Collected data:
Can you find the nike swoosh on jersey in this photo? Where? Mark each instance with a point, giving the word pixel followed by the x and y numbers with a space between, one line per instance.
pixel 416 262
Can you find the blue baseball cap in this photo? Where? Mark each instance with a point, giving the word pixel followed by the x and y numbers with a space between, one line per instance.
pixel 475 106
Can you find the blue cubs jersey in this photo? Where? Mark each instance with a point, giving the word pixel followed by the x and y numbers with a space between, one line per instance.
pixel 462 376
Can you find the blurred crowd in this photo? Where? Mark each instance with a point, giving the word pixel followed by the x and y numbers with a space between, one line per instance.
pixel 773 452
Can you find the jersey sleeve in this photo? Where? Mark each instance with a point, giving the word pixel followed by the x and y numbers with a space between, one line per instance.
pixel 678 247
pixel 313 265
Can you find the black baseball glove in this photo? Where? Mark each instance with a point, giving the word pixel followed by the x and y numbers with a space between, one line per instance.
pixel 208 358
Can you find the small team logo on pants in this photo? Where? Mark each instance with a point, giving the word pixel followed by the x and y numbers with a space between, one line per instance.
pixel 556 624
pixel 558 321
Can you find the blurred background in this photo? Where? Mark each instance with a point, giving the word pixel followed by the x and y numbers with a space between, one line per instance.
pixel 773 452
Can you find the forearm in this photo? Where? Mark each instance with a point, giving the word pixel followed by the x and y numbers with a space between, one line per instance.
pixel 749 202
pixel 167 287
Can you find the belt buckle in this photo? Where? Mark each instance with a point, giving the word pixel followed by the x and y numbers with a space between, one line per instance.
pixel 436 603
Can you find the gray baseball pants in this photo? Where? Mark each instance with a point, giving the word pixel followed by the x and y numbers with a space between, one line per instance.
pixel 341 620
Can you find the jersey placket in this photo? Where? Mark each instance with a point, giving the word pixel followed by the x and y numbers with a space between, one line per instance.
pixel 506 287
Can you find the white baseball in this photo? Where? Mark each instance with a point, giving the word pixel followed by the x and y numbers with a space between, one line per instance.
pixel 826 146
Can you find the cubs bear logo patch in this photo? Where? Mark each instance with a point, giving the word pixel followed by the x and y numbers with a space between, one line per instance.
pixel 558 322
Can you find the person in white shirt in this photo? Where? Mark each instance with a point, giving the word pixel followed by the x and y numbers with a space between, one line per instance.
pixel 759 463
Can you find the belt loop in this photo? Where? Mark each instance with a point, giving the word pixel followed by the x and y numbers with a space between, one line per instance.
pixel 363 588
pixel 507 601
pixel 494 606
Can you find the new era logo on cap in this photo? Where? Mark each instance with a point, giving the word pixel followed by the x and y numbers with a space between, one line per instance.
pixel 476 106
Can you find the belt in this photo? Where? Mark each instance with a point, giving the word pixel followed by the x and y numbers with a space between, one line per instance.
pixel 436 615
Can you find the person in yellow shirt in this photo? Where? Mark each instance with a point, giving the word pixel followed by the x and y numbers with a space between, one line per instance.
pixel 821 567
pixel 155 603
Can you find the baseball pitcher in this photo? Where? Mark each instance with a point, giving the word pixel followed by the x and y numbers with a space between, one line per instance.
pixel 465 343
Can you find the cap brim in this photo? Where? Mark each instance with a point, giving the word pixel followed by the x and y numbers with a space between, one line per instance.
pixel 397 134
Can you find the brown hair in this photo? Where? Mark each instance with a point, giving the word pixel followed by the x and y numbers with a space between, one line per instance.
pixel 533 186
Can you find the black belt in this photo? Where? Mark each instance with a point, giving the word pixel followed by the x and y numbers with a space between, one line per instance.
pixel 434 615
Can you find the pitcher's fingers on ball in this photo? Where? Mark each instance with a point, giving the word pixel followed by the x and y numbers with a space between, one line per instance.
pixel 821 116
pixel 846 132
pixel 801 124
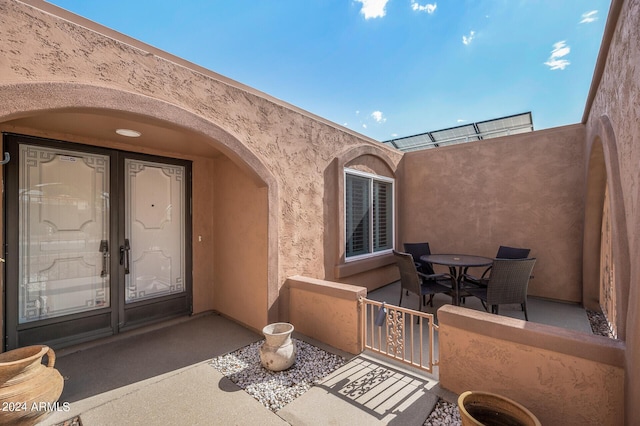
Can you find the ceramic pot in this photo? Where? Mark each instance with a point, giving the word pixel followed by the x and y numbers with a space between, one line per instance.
pixel 278 351
pixel 489 409
pixel 29 390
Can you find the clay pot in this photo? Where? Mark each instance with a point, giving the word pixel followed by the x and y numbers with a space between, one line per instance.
pixel 29 390
pixel 278 351
pixel 489 409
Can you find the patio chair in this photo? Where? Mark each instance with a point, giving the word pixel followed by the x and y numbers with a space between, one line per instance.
pixel 416 250
pixel 507 284
pixel 504 252
pixel 419 283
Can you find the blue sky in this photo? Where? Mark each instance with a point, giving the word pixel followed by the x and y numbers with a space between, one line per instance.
pixel 384 68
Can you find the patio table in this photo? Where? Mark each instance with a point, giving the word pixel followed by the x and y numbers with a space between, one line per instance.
pixel 460 261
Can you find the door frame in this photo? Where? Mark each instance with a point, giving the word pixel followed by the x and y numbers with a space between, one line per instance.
pixel 85 326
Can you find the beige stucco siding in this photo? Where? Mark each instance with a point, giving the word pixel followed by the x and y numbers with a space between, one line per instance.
pixel 522 191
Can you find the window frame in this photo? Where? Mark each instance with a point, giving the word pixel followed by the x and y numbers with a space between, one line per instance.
pixel 371 177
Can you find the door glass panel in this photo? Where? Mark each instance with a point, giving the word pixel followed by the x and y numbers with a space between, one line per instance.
pixel 63 226
pixel 154 227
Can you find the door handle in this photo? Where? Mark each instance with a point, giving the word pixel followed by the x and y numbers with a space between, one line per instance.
pixel 124 255
pixel 104 249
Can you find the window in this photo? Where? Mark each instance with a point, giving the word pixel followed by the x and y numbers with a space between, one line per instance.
pixel 368 214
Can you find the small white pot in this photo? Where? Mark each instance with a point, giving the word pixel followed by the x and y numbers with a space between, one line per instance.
pixel 278 351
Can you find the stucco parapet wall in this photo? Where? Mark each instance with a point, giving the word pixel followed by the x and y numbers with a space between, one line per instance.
pixel 327 288
pixel 581 345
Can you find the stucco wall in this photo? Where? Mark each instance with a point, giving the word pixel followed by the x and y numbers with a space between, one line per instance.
pixel 564 378
pixel 325 311
pixel 617 103
pixel 285 149
pixel 521 190
pixel 240 245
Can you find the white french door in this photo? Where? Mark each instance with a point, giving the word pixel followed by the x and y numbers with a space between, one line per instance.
pixel 154 248
pixel 96 241
pixel 63 224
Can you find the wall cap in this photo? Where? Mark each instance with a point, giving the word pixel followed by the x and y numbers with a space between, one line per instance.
pixel 555 339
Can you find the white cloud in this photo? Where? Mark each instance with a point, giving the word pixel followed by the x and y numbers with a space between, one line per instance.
pixel 429 8
pixel 556 61
pixel 373 8
pixel 378 116
pixel 589 17
pixel 467 39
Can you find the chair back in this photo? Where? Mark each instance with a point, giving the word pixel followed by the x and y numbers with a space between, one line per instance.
pixel 506 252
pixel 409 278
pixel 419 249
pixel 509 281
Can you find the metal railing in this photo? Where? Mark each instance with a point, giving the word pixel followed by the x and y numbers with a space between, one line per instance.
pixel 402 334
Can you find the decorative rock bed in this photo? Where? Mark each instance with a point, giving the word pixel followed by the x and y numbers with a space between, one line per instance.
pixel 276 389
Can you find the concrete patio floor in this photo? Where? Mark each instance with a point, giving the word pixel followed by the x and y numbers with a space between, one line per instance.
pixel 161 375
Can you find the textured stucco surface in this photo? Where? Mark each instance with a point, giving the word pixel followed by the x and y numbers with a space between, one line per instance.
pixel 521 191
pixel 509 357
pixel 282 148
pixel 617 102
pixel 326 311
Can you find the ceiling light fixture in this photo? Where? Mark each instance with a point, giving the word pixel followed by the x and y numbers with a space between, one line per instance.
pixel 128 133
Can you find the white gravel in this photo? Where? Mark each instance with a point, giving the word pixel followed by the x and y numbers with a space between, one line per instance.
pixel 276 389
pixel 443 414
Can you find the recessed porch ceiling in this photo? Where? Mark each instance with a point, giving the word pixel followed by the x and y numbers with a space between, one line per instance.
pixel 100 125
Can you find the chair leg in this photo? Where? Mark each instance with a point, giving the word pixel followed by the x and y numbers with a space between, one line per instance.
pixel 484 305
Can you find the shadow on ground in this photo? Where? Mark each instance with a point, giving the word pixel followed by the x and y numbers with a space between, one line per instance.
pixel 98 369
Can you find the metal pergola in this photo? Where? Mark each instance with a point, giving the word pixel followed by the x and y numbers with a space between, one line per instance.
pixel 511 125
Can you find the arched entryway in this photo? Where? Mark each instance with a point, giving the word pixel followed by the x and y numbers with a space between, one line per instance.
pixel 606 267
pixel 88 115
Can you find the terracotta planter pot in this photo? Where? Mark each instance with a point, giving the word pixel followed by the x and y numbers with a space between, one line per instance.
pixel 29 390
pixel 278 351
pixel 489 409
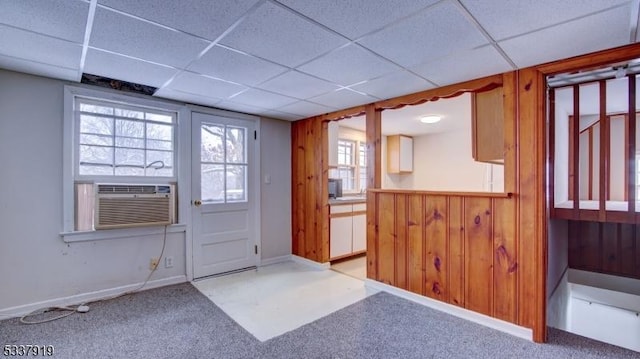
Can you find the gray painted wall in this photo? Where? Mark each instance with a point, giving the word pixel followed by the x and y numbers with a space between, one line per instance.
pixel 35 263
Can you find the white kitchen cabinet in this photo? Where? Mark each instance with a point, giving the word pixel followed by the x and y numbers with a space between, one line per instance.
pixel 399 154
pixel 333 143
pixel 348 230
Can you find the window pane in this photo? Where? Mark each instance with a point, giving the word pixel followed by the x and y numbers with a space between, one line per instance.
pixel 93 170
pixel 96 155
pixel 212 183
pixel 129 113
pixel 212 149
pixel 129 157
pixel 105 110
pixel 96 125
pixel 159 132
pixel 236 145
pixel 159 118
pixel 129 142
pixel 129 128
pixel 99 140
pixel 236 183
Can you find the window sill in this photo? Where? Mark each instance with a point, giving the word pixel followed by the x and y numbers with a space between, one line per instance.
pixel 70 237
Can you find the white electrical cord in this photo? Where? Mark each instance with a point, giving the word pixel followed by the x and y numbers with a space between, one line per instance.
pixel 84 307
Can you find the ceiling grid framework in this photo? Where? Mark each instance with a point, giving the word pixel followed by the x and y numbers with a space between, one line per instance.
pixel 291 59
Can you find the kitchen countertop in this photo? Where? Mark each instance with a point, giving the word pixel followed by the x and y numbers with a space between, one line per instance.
pixel 347 200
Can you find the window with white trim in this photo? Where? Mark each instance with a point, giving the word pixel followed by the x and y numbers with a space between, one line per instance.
pixel 116 140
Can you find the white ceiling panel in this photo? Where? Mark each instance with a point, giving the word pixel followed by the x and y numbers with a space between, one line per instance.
pixel 204 86
pixel 349 65
pixel 463 66
pixel 393 85
pixel 186 97
pixel 63 19
pixel 355 18
pixel 236 67
pixel 127 69
pixel 503 19
pixel 436 32
pixel 298 85
pixel 306 109
pixel 601 31
pixel 263 99
pixel 36 68
pixel 205 18
pixel 343 99
pixel 276 34
pixel 39 48
pixel 123 34
pixel 281 115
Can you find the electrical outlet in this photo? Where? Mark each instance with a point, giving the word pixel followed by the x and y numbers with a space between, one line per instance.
pixel 154 263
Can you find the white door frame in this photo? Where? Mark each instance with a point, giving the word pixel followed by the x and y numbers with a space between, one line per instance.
pixel 185 177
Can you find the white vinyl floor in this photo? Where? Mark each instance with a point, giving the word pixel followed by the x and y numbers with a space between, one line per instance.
pixel 274 299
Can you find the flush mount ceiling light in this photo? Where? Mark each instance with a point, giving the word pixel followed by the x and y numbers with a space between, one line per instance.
pixel 430 119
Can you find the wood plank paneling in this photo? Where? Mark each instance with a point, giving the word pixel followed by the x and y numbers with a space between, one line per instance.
pixel 436 243
pixel 610 248
pixel 415 238
pixel 386 238
pixel 479 266
pixel 456 251
pixel 505 261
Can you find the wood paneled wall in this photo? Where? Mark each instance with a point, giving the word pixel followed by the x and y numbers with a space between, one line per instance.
pixel 457 249
pixel 610 248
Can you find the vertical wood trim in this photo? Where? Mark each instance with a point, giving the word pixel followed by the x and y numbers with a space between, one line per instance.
pixel 631 165
pixel 532 229
pixel 590 179
pixel 604 153
pixel 372 235
pixel 456 252
pixel 373 120
pixel 576 150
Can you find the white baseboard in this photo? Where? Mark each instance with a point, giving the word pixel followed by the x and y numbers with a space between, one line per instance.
pixel 275 260
pixel 310 263
pixel 89 297
pixel 478 318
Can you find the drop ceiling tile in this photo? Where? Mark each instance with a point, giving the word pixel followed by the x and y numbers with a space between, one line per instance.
pixel 433 33
pixel 393 85
pixel 306 109
pixel 464 66
pixel 355 18
pixel 186 97
pixel 63 19
pixel 126 35
pixel 239 107
pixel 298 85
pixel 342 99
pixel 127 69
pixel 263 99
pixel 205 18
pixel 35 68
pixel 278 115
pixel 349 65
pixel 597 32
pixel 204 86
pixel 279 35
pixel 502 19
pixel 39 48
pixel 236 67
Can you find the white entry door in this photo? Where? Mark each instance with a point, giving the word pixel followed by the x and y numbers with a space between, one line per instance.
pixel 224 203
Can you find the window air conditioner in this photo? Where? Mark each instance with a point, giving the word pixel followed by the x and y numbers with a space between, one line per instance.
pixel 122 206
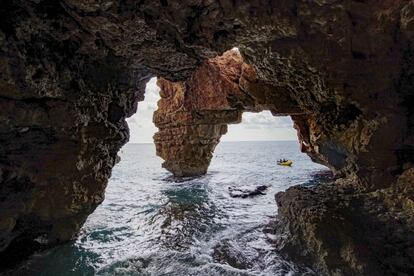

Problem to work on: Select each line of the entries above that contains the string "logo", and copy those lines out unchanged.

Task answer:
Can you find the small team logo on pants in this photo? Where? Mark each instance with a point, giving the word pixel followed by the x and y numbers with a space between, one line per instance.
Can you find the cubs bear logo patch in this photo? Where? Mark each instance with a point, giving the word pixel followed by the x and y numbers with a space between, one line per instance.
Can you find the new era logo on cap in this photo? Where? Mark each instance with a point, giving the word pixel followed by the x and y numbers with a space between, one line per instance.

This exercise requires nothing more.